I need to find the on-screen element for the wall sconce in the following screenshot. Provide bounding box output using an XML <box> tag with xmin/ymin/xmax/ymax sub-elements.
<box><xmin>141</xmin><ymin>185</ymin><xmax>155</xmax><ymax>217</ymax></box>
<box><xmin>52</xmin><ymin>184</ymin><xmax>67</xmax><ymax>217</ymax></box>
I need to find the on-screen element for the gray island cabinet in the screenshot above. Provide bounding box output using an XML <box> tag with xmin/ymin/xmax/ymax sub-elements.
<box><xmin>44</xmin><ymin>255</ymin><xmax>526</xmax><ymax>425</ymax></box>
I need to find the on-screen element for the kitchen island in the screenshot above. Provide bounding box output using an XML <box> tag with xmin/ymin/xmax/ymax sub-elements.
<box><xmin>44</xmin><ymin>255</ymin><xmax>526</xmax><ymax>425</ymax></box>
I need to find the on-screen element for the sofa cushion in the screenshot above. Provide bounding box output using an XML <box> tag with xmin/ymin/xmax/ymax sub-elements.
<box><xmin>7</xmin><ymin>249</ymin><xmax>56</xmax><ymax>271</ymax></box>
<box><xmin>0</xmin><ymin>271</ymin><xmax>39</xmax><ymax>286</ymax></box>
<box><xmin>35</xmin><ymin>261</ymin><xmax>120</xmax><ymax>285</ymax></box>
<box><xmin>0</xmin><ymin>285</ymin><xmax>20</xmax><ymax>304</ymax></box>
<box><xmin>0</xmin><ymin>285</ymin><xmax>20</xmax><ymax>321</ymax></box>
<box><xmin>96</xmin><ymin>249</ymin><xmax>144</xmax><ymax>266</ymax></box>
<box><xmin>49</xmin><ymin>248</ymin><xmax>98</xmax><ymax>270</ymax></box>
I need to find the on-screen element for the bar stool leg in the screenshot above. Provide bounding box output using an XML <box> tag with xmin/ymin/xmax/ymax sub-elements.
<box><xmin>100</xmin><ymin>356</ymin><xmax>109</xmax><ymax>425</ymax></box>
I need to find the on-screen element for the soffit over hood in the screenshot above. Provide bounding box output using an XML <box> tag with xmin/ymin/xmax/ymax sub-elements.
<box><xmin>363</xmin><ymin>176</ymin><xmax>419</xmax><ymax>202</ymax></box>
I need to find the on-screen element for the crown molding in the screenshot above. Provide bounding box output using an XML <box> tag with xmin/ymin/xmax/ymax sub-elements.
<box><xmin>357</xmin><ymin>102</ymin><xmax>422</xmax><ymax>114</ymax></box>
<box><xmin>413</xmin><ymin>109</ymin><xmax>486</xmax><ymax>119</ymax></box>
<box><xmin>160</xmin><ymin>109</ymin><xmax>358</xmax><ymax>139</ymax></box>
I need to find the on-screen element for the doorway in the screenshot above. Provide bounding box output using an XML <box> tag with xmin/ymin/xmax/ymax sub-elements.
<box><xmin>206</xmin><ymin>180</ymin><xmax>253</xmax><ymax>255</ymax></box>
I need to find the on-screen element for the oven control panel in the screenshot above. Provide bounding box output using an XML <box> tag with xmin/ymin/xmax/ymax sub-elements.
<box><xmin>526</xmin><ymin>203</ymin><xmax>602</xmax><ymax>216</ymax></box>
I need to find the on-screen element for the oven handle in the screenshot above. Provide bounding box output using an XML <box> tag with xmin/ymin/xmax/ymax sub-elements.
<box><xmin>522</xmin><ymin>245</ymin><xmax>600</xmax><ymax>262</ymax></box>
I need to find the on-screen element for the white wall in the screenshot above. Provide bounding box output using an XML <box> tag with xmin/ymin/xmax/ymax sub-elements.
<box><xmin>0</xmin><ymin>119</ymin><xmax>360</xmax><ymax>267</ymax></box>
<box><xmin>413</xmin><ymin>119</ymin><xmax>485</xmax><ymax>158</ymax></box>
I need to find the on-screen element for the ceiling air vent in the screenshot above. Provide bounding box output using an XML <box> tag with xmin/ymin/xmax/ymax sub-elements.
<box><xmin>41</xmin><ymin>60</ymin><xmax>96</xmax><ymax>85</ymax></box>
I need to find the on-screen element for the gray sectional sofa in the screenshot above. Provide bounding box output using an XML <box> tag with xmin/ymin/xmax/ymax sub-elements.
═══
Aim of the exercise
In full and without alteration, copy the entries.

Completed exercise
I need to find the on-screen element for the wall sconce in the following screenshot. Provide bounding box output using an XML <box> tag with xmin/ymin/xmax/ymax sub-elements.
<box><xmin>141</xmin><ymin>185</ymin><xmax>155</xmax><ymax>217</ymax></box>
<box><xmin>52</xmin><ymin>184</ymin><xmax>67</xmax><ymax>217</ymax></box>
I need to find the on-screen element for the gray island cabinet in the screenshot above. Provide bounding box output using an XML <box> tag with xmin/ymin/xmax/ymax sub-elements.
<box><xmin>44</xmin><ymin>255</ymin><xmax>526</xmax><ymax>425</ymax></box>
I need to find the on-screen element for the kitchen island in the screenshot above. Provide bounding box output using an XML <box> tag with xmin/ymin/xmax/ymax sub-elements.
<box><xmin>44</xmin><ymin>255</ymin><xmax>526</xmax><ymax>425</ymax></box>
I need to find the on-screen element for the sofa cushion in the screenshot above. Provide bounding box output using an XML <box> tag with xmin/ymin/xmax/ymax sub-elements.
<box><xmin>7</xmin><ymin>249</ymin><xmax>56</xmax><ymax>271</ymax></box>
<box><xmin>0</xmin><ymin>271</ymin><xmax>39</xmax><ymax>286</ymax></box>
<box><xmin>35</xmin><ymin>261</ymin><xmax>120</xmax><ymax>285</ymax></box>
<box><xmin>0</xmin><ymin>285</ymin><xmax>20</xmax><ymax>304</ymax></box>
<box><xmin>0</xmin><ymin>285</ymin><xmax>20</xmax><ymax>321</ymax></box>
<box><xmin>96</xmin><ymin>249</ymin><xmax>144</xmax><ymax>266</ymax></box>
<box><xmin>49</xmin><ymin>248</ymin><xmax>98</xmax><ymax>270</ymax></box>
I need to find the on-screen element for the bar stool leg in the screenshot above. Provide bounding box output using an XML <box> tag with xmin/ymin/xmax/ymax sub-elements.
<box><xmin>100</xmin><ymin>356</ymin><xmax>109</xmax><ymax>425</ymax></box>
I need to find the on-screen element for the soffit over hood in the screenshot above. Provide bounding box output using an XML <box> tag with xmin/ymin/xmax/ymax sub-elements.
<box><xmin>363</xmin><ymin>176</ymin><xmax>419</xmax><ymax>202</ymax></box>
I need to find the on-screen element for the crown molding in the screenshot above. Provide bounding box output using an XML <box> tag with xmin/ymin/xmax/ymax sub-elements.
<box><xmin>357</xmin><ymin>102</ymin><xmax>422</xmax><ymax>114</ymax></box>
<box><xmin>413</xmin><ymin>109</ymin><xmax>486</xmax><ymax>119</ymax></box>
<box><xmin>160</xmin><ymin>109</ymin><xmax>358</xmax><ymax>139</ymax></box>
I need to find the on-screen element for the doorway in the screenshot above. Provide bounding box output using an XML <box> tag with xmin/ymin/xmax/ymax sub-elements.
<box><xmin>206</xmin><ymin>180</ymin><xmax>253</xmax><ymax>255</ymax></box>
I need to find the on-screen element for the oven control panel in the screenshot above. Provide bounding box output using an XML <box> tag with xmin/ymin/xmax/ymax sub-elements.
<box><xmin>526</xmin><ymin>203</ymin><xmax>602</xmax><ymax>216</ymax></box>
I need to find the on-screen element for the oven handle in the screenshot above. Provide bounding box output using an XML <box> tag with xmin/ymin/xmax/ymax sub-elements.
<box><xmin>522</xmin><ymin>245</ymin><xmax>600</xmax><ymax>262</ymax></box>
I need to find the on-screen element for the white wall in the screenshot above. Provide bounding box output using an XML <box> tag with xmin/ymin/xmax/ymax sub-elements.
<box><xmin>0</xmin><ymin>119</ymin><xmax>360</xmax><ymax>267</ymax></box>
<box><xmin>413</xmin><ymin>119</ymin><xmax>485</xmax><ymax>158</ymax></box>
I need to find the on-screen element for the ceiling air vent in the screenshot above. Provide bounding box output using an XML <box> tag with xmin/ymin/xmax/ymax sub-elements.
<box><xmin>41</xmin><ymin>60</ymin><xmax>96</xmax><ymax>85</ymax></box>
I need to find the on-screen element for the gray sectional sofa in the screenshot above. Provide bounding box output using an XML <box> tag with xmin/ymin/xmax/ymax sub-elements.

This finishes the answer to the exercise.